__EXERCISE OBJECTIVE__
Give the lines below as a numbered list, leaving out any blank lines.

----------------

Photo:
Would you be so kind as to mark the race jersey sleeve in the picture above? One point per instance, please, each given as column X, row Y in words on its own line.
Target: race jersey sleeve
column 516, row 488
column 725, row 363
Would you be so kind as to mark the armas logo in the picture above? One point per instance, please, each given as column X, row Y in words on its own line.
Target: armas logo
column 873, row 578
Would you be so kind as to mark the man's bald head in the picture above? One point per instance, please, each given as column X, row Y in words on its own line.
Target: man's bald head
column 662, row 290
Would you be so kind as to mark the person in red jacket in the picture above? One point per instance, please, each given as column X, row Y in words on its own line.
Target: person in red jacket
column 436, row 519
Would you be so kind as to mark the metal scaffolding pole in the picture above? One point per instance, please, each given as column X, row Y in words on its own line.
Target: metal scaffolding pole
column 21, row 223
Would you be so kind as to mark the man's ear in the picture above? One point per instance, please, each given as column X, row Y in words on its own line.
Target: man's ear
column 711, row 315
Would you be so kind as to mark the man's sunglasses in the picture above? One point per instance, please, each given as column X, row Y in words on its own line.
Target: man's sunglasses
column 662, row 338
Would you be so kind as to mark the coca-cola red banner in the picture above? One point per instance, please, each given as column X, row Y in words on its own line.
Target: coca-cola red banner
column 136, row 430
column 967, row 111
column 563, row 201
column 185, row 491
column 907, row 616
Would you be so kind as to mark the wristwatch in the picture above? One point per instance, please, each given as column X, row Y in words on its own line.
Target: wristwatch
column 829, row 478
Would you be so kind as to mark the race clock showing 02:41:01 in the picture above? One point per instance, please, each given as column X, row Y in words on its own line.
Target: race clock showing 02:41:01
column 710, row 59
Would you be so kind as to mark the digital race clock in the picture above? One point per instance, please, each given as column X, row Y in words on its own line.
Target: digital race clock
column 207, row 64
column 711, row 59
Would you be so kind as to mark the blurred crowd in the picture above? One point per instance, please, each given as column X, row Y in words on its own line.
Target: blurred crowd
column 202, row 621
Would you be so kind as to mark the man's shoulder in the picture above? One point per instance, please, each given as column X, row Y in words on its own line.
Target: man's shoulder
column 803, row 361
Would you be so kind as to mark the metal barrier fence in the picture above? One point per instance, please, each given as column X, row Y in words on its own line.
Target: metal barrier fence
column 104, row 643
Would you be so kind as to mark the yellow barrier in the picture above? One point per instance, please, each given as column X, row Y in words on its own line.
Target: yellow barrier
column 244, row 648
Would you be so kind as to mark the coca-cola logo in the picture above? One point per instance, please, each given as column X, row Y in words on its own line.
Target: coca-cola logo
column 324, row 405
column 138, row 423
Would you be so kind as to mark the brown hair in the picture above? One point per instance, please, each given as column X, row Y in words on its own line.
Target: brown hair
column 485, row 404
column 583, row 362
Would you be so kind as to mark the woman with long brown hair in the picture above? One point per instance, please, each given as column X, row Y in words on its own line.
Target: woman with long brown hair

----------------

__TASK ANSWER__
1. Photo:
2. Would you be so kind as to mark the race jersey sleeve in the picture above? One point per instance, please, each given as column X, row Y in words on its own line.
3. Target: race jersey sleeve
4. column 516, row 488
5. column 725, row 363
6. Would you be so kind as to mark the armas logo in the picture above? One point per instance, please, each given as column X, row Y in words on its own line.
7. Target: armas logo
8. column 873, row 578
9. Would you be so kind as to mark the man's bald head in the picture above? One point per instance, please, each given as column X, row Y in words on its own line.
10. Target: man's bald head
11. column 662, row 290
12. Would you be so kind as to mark the person in red jacket in the picture above? One point per instance, please, each given as column X, row Y in words on its own line.
13. Target: person in red jacket
14. column 436, row 519
15. Would you be so kind as to mark the metal scaffolding pole in the picture above? One point per instance, please, each given as column X, row Y in words on its own line.
16. Target: metal scaffolding pole
17. column 21, row 223
18. Would you be so kind as to mark the man's ear in the picture above? One point per instance, please, each given as column X, row Y in words on its own line.
19. Target: man's ear
20. column 711, row 315
21. Would you be so kind as to mark the man's sunglasses in the picture above? One point per instance, please, each given as column X, row Y in words on its own line.
22. Target: man's sunglasses
23. column 662, row 338
24. Would you be so kind as to mark the coca-cola red banner in the picture above? One point per instance, please, each given as column X, row Y in words on its own line.
25. Target: coca-cola red banner
26. column 136, row 430
27. column 967, row 111
28. column 563, row 201
29. column 185, row 491
30. column 907, row 616
31. Would you be so kind as to mark the wristwatch in the picture above? One point per instance, please, each given as column X, row Y in words on its own line.
32. Target: wristwatch
33. column 829, row 478
34. Would you be so kind as to mark the race clock showing 02:41:01 in the picture above? One point per instance, please, each given as column X, row Y in words on its own line.
35. Target: race clock showing 02:41:01
36. column 710, row 59
37. Would you be so kind as to mark the digital race clock in the picture above? One point per instance, please, each given as column X, row Y in words on its own line.
38. Target: digital race clock
39. column 207, row 64
40. column 711, row 59
41. Would you be so kind as to mark the blurred crowd in the picture above? One point per instance, please, each given as column X, row Y in words on its own line.
42. Target: blurred crowd
43. column 202, row 621
44. Would you be so kind as to mark the man's shoulder in the picture above? One point per instance, please, each given as column X, row Y in words on its own line.
45. Target: man's shoulder
46. column 803, row 361
47. Would you be so kind as to mark the metal barrier fence in the picture above? One point per instance, please, each given as column X, row Y in words on its own line.
48. Target: metal barrier fence
49. column 104, row 643
50. Would you be so kind as to mark the yellow barrier in the picture above? One point per instance, please, each given as column X, row Y in words on its own line.
51. Target: yellow barrier
52. column 244, row 648
53. Would you be so kind as to mark the coca-cola logo in the picture above? One point per instance, please, each given as column X, row Y in words on its own line.
54. Target: coca-cola logo
55. column 324, row 405
56. column 138, row 423
57. Would you be so kind as to mark the brown hair in the picture above? One point per instance, please, each given as column X, row Y in words on its own line.
58. Target: brown hair
59. column 485, row 404
60. column 583, row 362
61. Would you be so kind as to mark the woman with long brown hair in the picture above? One point per instance, please, each given as column X, row Y in words on its own line.
62. Target: woman with long brown hair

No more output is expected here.